» Records to use:
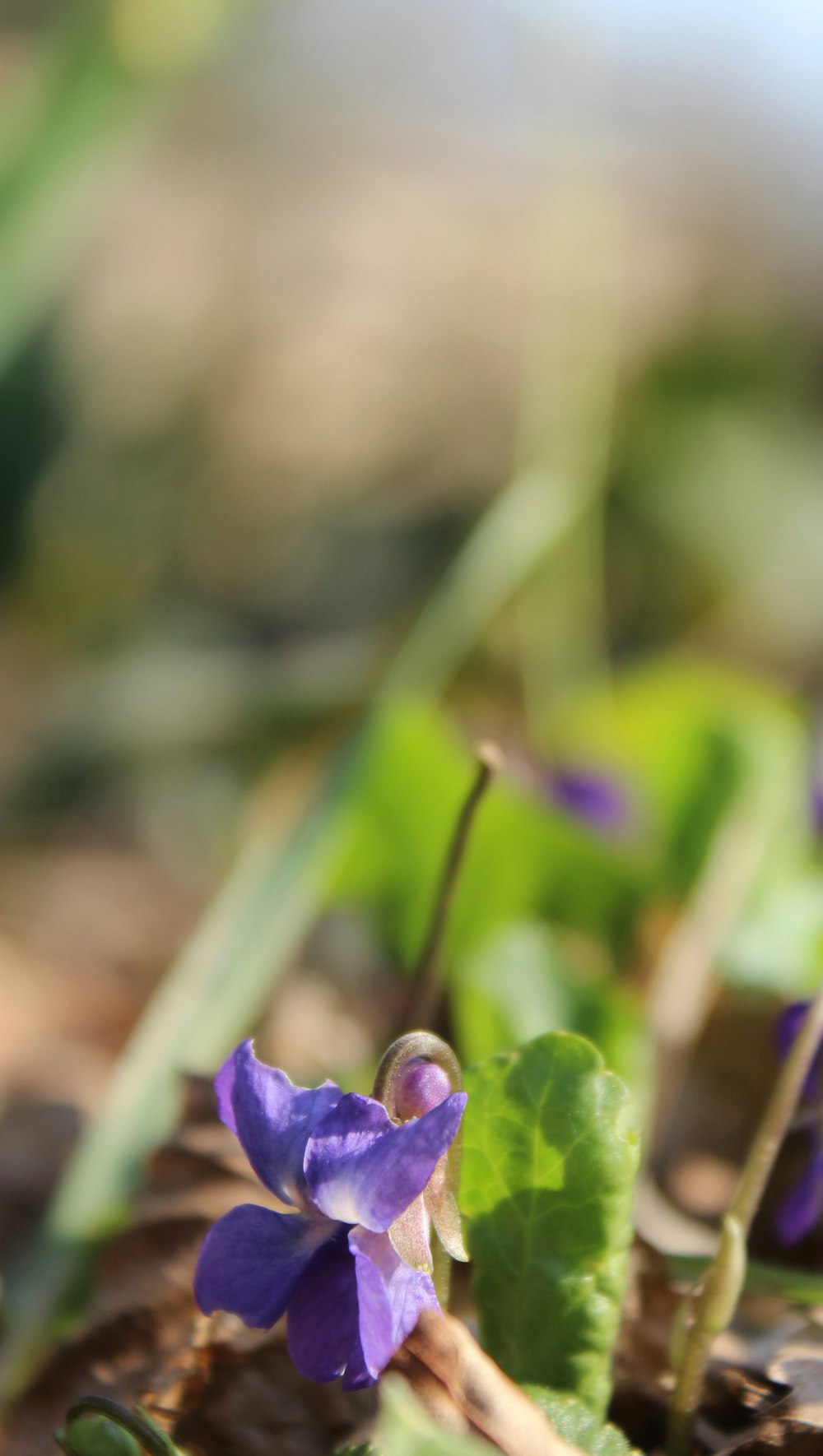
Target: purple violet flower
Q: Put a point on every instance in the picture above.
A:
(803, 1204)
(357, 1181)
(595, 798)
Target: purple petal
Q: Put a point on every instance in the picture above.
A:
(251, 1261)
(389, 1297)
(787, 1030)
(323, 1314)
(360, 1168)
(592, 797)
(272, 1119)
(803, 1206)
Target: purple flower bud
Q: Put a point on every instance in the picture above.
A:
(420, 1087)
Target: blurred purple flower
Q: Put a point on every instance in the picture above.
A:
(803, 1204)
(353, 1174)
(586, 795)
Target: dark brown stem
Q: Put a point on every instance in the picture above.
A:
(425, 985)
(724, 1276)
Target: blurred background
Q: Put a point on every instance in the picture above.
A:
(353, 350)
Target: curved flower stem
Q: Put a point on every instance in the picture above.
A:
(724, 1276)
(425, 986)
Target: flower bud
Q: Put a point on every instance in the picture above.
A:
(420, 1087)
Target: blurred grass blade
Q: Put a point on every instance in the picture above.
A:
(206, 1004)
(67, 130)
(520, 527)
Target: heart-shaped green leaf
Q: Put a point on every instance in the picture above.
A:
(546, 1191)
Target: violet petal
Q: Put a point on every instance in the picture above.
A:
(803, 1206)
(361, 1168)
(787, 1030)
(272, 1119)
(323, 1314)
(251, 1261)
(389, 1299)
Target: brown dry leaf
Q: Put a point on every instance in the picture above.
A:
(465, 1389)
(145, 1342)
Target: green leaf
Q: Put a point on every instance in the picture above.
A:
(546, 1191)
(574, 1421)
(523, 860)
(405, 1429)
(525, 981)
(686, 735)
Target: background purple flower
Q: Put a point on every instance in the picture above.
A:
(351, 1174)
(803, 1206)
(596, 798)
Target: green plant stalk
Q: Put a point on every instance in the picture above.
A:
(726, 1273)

» Directions for this task:
Copy out the lines of the records word for word, starting with the line that contains "Target: dark brown stem" and going on through the line that contains "(389, 1299)", both of those lines included.

» Solution below:
Target: dark brown stem
Q: Put a point on every instance in the picture above.
A:
(425, 985)
(724, 1276)
Target: blurred background
Q: Put a point on every instance in the picture above.
A:
(353, 350)
Target: curved flower stem
Q: Put a point on every instance in the picture above.
A:
(724, 1276)
(425, 986)
Target: flower bud
Q: Put a point on every instance in the picture above.
A:
(420, 1087)
Target: blurred grass blade
Q: Put a point on every instance in the picture above.
A:
(206, 1004)
(67, 130)
(520, 527)
Target: heart-shaped green leaf
Q: Put a point on every instance in the picture above.
A:
(546, 1191)
Target: violet petal
Q: Put a point on every instance in the picture above.
A:
(803, 1206)
(361, 1168)
(787, 1030)
(272, 1119)
(323, 1314)
(251, 1261)
(389, 1299)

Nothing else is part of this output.